▶ Extracted records:
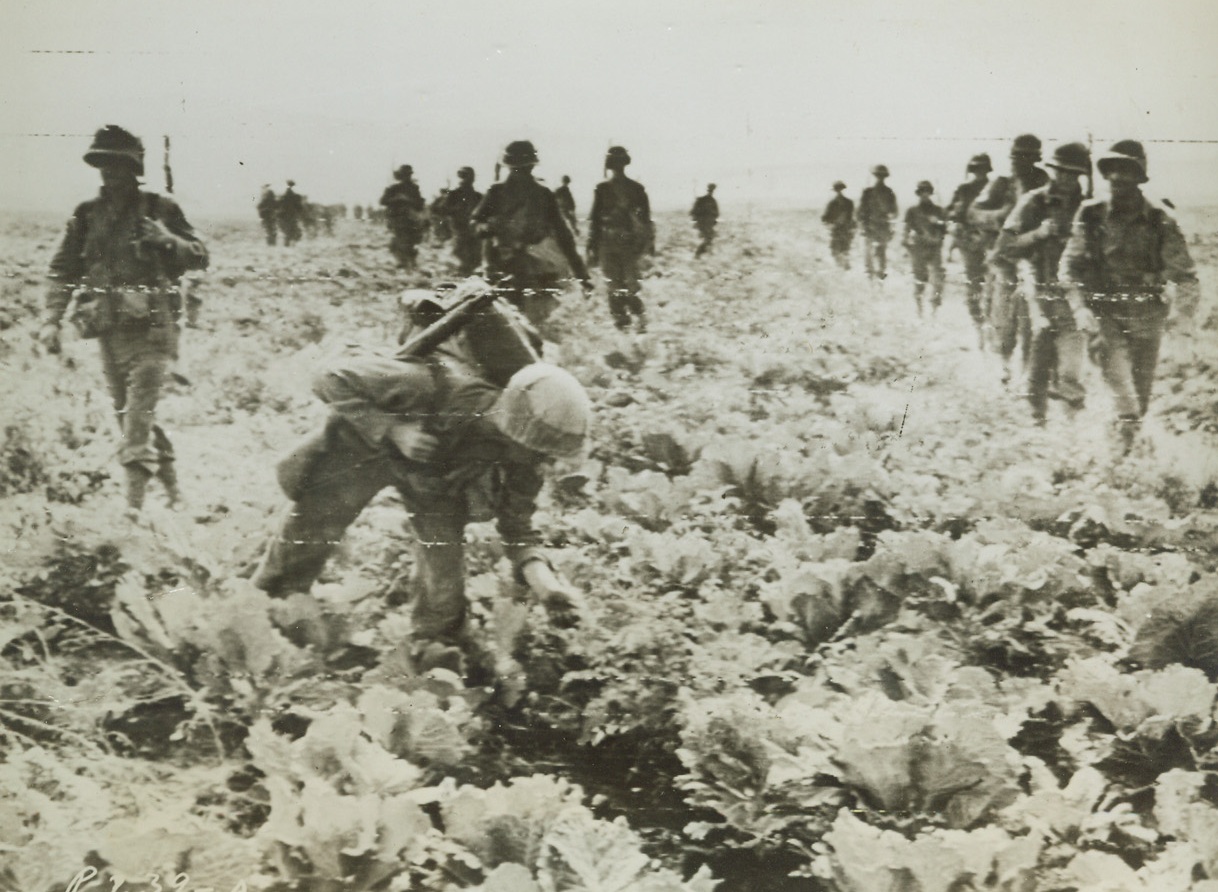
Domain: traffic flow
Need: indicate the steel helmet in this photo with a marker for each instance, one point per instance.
(1127, 151)
(520, 154)
(616, 156)
(1026, 144)
(112, 143)
(546, 410)
(981, 163)
(1071, 156)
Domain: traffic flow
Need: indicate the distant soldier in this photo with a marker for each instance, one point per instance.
(1007, 312)
(620, 232)
(403, 215)
(1121, 255)
(267, 204)
(704, 215)
(121, 258)
(290, 213)
(1033, 238)
(839, 218)
(529, 247)
(566, 204)
(458, 210)
(926, 224)
(970, 240)
(877, 212)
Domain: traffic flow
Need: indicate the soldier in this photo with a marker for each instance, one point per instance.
(1007, 312)
(291, 212)
(566, 204)
(403, 213)
(458, 210)
(462, 444)
(1119, 256)
(968, 239)
(839, 218)
(529, 249)
(267, 202)
(926, 223)
(1033, 238)
(620, 230)
(704, 215)
(877, 210)
(122, 256)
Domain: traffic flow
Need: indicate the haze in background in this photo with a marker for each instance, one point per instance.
(770, 99)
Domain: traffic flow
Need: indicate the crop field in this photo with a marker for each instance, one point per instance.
(850, 623)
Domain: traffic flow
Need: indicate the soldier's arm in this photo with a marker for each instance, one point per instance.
(186, 251)
(1178, 268)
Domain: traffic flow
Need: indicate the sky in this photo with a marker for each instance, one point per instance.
(770, 99)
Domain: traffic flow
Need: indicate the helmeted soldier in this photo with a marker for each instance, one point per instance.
(458, 210)
(970, 240)
(926, 224)
(1007, 312)
(290, 212)
(122, 258)
(877, 211)
(566, 204)
(704, 215)
(1033, 239)
(463, 435)
(839, 218)
(403, 215)
(267, 204)
(529, 249)
(620, 232)
(1121, 256)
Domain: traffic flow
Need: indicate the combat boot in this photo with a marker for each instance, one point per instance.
(168, 477)
(137, 486)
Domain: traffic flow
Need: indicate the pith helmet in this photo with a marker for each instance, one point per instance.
(616, 156)
(1127, 151)
(979, 163)
(112, 143)
(520, 154)
(1026, 144)
(1072, 156)
(546, 410)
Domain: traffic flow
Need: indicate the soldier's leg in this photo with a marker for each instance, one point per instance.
(440, 606)
(342, 480)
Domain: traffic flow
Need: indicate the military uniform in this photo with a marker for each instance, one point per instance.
(1056, 346)
(620, 232)
(926, 224)
(403, 215)
(877, 210)
(127, 296)
(1117, 262)
(458, 210)
(291, 213)
(705, 217)
(839, 218)
(267, 204)
(968, 239)
(529, 247)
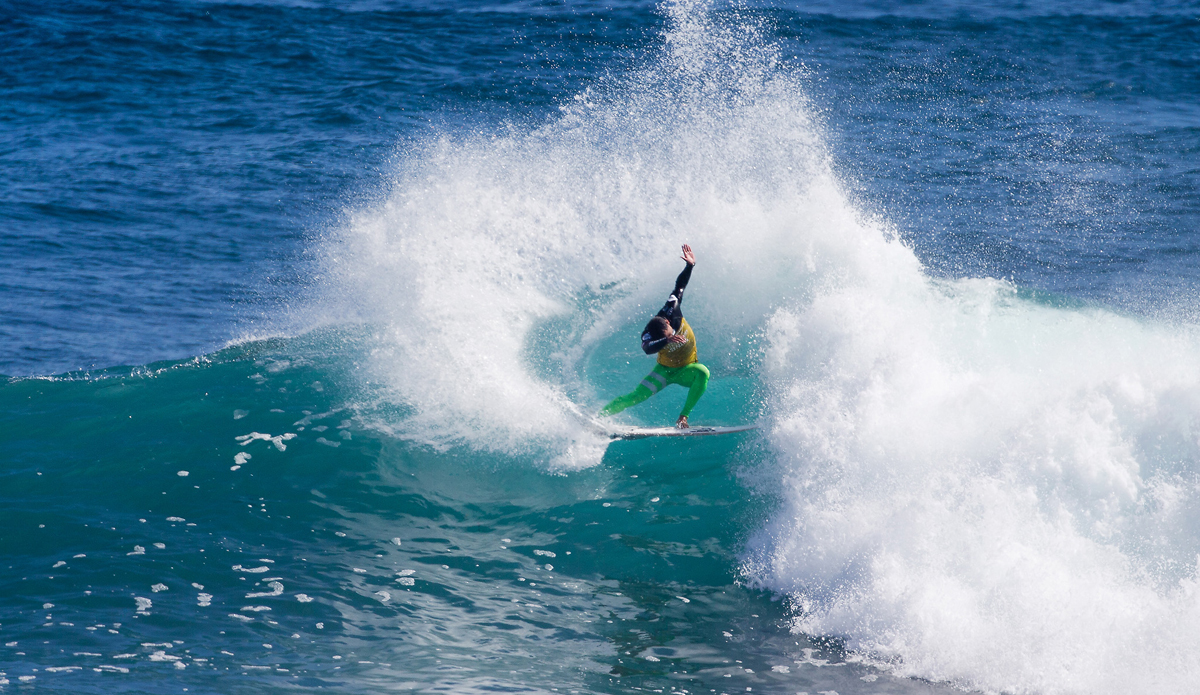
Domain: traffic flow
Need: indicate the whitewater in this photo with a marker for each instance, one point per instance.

▶ What this task involves: Print each record as it appears above, dropping every picture from the copy.

▶ Answer to this exercise:
Domain: traffic flow
Need: indicate the steel helmet in this photo with a marker for each instance, one point per instance.
(1127, 151)
(520, 154)
(616, 156)
(1026, 144)
(112, 143)
(546, 410)
(981, 163)
(1071, 156)
Domain: traffic flow
Need: indicate the distant soldier in this photo with a marker for each instance, one point per instance.
(1007, 312)
(620, 232)
(403, 215)
(1121, 255)
(267, 204)
(704, 215)
(121, 258)
(290, 213)
(1033, 238)
(839, 218)
(529, 247)
(566, 204)
(458, 210)
(926, 224)
(970, 240)
(877, 212)
Domain: traffic flow
Need: indicate the soldier in this photo with a marker for each instance, one point per instance.
(1007, 312)
(291, 212)
(566, 204)
(403, 213)
(458, 210)
(462, 444)
(1119, 256)
(968, 239)
(839, 218)
(529, 249)
(267, 202)
(926, 223)
(1033, 238)
(620, 230)
(704, 215)
(877, 210)
(122, 256)
Domain: traffic flow
Need: indicate the haze in background in this photo with a marker for each instance, one point per instance.
(770, 99)
Domain: traffic flow
Need: indicate the crop field in this photo with a marker for each instance, one point per instance.
(850, 623)
Domain: traffic flow
Need: indicate the soldier's arm in this photo with a marker for each instance, one point per instance.
(186, 251)
(1178, 268)
Domain: traffic flow
Need: indicate the sky in this photo with a marker for each instance, one point per instance.
(770, 99)
Domain: traffic flow
Need: indicate the helmeted soldier in this photo with a marker for each instance, one point per instance.
(458, 210)
(970, 240)
(926, 224)
(1007, 312)
(290, 212)
(122, 258)
(877, 211)
(566, 204)
(704, 215)
(1033, 239)
(463, 435)
(839, 218)
(403, 215)
(267, 204)
(529, 249)
(620, 232)
(1121, 256)
Domain: traffic flow
Need: indicate the combat boot in this photo with a marker for each instance, one point per instance.
(168, 477)
(137, 486)
Domain: traffic flow
Need: indicate the pith helmet in this photo with a marker for each instance, one point per instance.
(616, 156)
(1127, 151)
(979, 163)
(112, 143)
(520, 154)
(1026, 144)
(1072, 156)
(546, 410)
Domain: traffic flow
Need: indicate the soldier's leg in this photo with a marker for each instance, one point per instance.
(440, 606)
(342, 480)
Domain: traffic flow
Need: indicate the military uniform in this photo with a marker for each instance, one point per instance.
(1056, 346)
(620, 232)
(926, 224)
(403, 215)
(877, 210)
(127, 296)
(1117, 262)
(458, 210)
(291, 213)
(705, 217)
(839, 218)
(267, 204)
(968, 239)
(529, 247)
Domain: traffic flow
Need: indicate the whitewater in this photo with a marker for each instance, one point per instance.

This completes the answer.